### 文档段落

本文摘自河南大学出版社今年年初推出的《宽忍的灰色黎明:法国哲学家论电影》一书,北京上河文化出品。东北师大博士生导师李洋翻译。


思考运动影像的艺术,首先是思考两种运动的关系:电影特有影像的视觉化展开,与定义情节性叙述艺术之特征的表象,其铺展与消散的过程。在西方传统中,后者被一种亚里士多德式逻辑所统治,这种逻辑把情节制成一个动作链条,让它看上去有某种意义,并走向某个结局。可这个链条中有一点会让期待落空,原因之间的关联产生了完全意想不到的结果。知道的东西变成了未知,成功变成了灾祸,或者霉运变成了幸福。然而,运动影像的视觉铺展与揭露表象下的真相之逻辑,是怎样相结合的呢?我想说明,这两种运动之间最完美的配合还有一个断裂,我想试着理解这个断裂带来的政治挑战和哲学意义。所以我将在本文中探讨视觉、运动与真相之间的关系,还想借同样的机会谈谈电影、哲学、文学与共产主义之间的关系。


我想从一个导演和一部影片入手谈这个问题,把电影影像的运动与揭示表象下隐藏的真相结合起来,这部电影非常典型,就是希区柯克和他的《迷魂记》(Vertigo)。希区柯克比其他导演更懂得运用运动影像的视觉戏法,效力于根据亚里士多德式动作模式建立的情节,以激发和戏弄观众的期待,《迷魂记》正是这种艺术的巅峰之作。我先简短介绍一下影片的情节。影片主人公是一位患有恐高症的警官斯科蒂,他的一位同学请求他去跟踪其妻子玛德琳,她被一位自杀的长辈所吸引并试图模仿她。斯科蒂开始跟踪她,印证了玛德琳确实有对死亡的迷恋,但他同时爱上了她。他从水里救了她,但当她引着他走向钟楼时,他只能跟着并远远地看着她从钟楼坠下。不久,他遇到一位女孩茱迪,长得很像玛德琳,他准备解开死亡景象的困扰,但这让他发现自己是一场阴谋的牺牲品:他跟踪的那个女人其实是化装成玛德琳的茱迪,而那场假自杀则是他丈夫策划的对真玛德琳的谋杀。

### 工作任务 A
按文档段落的说法,作者为什么选希区柯克的《迷魂记》来谈电影影像的运动与揭示真相的结合?用一到三句话说明。
### 工作任务 B
文档段落中,《迷魂记》的主人公斯科蒂患有什么病症?
### 工作任务 C
续写这段论电影与真相的文档段落,从它最后一句之后接着往下写。

已保存条目:
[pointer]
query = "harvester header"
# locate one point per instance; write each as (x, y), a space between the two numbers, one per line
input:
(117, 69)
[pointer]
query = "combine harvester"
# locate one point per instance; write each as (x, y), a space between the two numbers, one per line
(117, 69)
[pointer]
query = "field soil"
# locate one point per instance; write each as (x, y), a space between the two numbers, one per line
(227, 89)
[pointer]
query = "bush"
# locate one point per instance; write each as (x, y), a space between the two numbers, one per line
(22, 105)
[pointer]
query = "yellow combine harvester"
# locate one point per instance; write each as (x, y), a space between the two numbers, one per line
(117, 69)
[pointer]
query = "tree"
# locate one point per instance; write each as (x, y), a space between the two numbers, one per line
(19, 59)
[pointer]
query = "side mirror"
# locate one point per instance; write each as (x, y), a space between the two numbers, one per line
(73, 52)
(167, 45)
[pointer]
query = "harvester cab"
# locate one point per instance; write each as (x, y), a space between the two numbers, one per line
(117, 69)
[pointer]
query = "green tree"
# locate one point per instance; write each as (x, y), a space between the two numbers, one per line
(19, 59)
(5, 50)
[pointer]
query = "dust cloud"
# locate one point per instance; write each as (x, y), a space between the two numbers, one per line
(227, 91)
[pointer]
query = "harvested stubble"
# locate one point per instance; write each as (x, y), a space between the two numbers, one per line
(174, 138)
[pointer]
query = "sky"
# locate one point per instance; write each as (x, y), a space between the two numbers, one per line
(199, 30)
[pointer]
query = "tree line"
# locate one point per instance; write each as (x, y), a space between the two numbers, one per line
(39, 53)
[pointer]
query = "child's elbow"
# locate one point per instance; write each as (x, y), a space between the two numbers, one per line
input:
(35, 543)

### 练习结果 A
因为希区柯克比其他导演更懂得运用运动影像的视觉戏法,让它效力于按亚里士多德式动作模式建立的情节,以激发和戏弄观众的期待。《迷魂记》正是这种艺术的巅峰之作,所以是把两者结合起来的典型影片。

### 练习结果 B
恐高症。

### 练习结果 C
首先,影片的影像展开,似乎准确地与故事的逻辑结合在一起。这种叠合在索尔·巴斯设计的片头字幕中就被概括了,抽象的螺旋线游戏,连接着三个预示着情欲色彩的真相的椭圆体:一张说谎的嘴,一只迷失的眼睛,一个迷人的发髻。这个片头为影片的叙述逻辑提供了视觉形式,它让三种眩晕交叠在一起:斯科蒂的恐高症,凶手丈夫为了让他相信其妻子有自杀冲动而设计的不断攀升的阴谋,以及斯科蒂对假玛德琳的迷恋。所有这个视觉装置似乎在前半段统一效力于这个阴谋,在后半段则服务于揭示真相。在前半段中,场面调度取决于捕获一种目光:在餐馆里,金·诺瓦克的侧影在某一时刻看上去被孤立出来,与其环境彻底分开。这既是一个理想世界居民的侧影,也是一个难以识破的秘密的密码,这种诱惑因此形成了逆反:探求她是否被死亡所诱惑的侦探的目光,转变为他被这个对象本身所诱惑的目光。影片第二部分走向了相反的道路,斯科蒂的“病”的发展过程与玛德琳所谓“病”的揭露过程叠合在一起:追随着幻觉,斯科蒂在视觉上把茱迪塑造成玛德琳的形象,发现玛德琳不过是茱迪扮演的一个角色,那个牵引着他走到最后的视觉诱惑,也带着他揭穿了阴谋。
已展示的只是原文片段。